Slightly deleterious mutations exaggerate the effect of changes in population size. I'm not pointing this out because of how it relates to adaptive evolution in Drosophila. Instead, I find the solution to this problem quite fascinating: remove low-frequency polymorphisms from the data-set. This should remove most slightly deleterious polymorphisms from consideration (assuming constant population size). This immediately led me to think of a particular data set that has this quality built in: Hap-Map.

One major criticism of much of the SNP data in circulation is that it suffers from ascertainment bias (see here for example). Because SNPs are first identified in a small sample and assayed in a larger sample, many rare SNPs are missed. This poses a big problem for tests that depend on the site frequency spectrum of polymorphisms (eg, Tajima's D), but could actually be useful if slightly deleterious mutations are segregating in the population. This assumes two things: the researcher is using an MK based test and the population size has been constant for many generations. We know that human populations have increased greatly over many generations, so we're probably still overestimating adaptive evolution if we don't take mildly deleterious mutations into account.

────────────────────

● QUESTIONS:
(a) In the passage on deleterious mutations, why are many rare SNPs missed?
(b) Transcribe the passage on deleterious mutations word for word, beginning at the words "Slightly deleterious mutations exaggerate" and stopping after the words "built in: Hap-Map.".

────────────────────

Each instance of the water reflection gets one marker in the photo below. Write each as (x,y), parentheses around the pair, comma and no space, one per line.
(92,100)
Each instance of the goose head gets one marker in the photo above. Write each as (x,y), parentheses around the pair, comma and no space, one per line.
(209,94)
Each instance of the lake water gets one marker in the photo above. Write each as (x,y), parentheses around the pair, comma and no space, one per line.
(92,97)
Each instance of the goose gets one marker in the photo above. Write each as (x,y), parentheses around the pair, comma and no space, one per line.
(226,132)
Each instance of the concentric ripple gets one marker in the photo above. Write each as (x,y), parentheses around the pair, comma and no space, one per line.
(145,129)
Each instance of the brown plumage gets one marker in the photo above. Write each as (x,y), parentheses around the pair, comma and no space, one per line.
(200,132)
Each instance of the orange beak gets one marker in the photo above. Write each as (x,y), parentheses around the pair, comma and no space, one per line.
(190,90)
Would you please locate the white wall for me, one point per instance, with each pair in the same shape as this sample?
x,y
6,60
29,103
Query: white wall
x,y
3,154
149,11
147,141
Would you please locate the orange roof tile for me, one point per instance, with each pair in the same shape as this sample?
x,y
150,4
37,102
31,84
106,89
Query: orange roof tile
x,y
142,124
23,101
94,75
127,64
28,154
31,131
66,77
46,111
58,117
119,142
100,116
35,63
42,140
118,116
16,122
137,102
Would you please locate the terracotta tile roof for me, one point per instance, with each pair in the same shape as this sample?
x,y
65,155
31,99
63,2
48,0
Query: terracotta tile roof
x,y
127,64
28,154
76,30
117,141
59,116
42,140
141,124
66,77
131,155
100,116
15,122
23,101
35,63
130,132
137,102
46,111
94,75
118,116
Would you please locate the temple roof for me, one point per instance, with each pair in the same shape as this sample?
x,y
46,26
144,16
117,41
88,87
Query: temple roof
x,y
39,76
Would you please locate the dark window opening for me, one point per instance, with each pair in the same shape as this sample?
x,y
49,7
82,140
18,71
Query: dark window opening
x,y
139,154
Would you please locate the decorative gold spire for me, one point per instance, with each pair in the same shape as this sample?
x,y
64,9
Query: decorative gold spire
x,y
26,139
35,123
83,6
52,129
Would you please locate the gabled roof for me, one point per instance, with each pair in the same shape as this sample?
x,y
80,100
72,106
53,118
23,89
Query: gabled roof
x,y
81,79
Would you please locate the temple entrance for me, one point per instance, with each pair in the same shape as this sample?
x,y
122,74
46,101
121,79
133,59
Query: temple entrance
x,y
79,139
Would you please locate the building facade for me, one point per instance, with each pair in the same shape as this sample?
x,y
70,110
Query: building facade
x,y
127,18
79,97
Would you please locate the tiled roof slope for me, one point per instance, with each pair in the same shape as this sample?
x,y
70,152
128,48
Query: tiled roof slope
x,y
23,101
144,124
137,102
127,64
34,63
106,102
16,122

────────────────────

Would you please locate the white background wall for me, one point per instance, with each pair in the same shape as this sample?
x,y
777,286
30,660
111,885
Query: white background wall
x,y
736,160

────────────────────

● ACTIVITY ANSWERS:
(a) Because SNPs are first identified in a small sample and then assayed in a larger sample.

(b)
Slightly deleterious mutations exaggerate the effect of changes in population size. I'm not pointing this out because of how it relates to adaptive evolution in Drosophila. Instead, I find the solution to this problem quite fascinating: remove low-frequency polymorphisms from the data-set. This should remove most slightly deleterious polymorphisms from consideration (assuming constant population size). This immediately led me to think of a particular data set that has this quality built in: Hap-Map.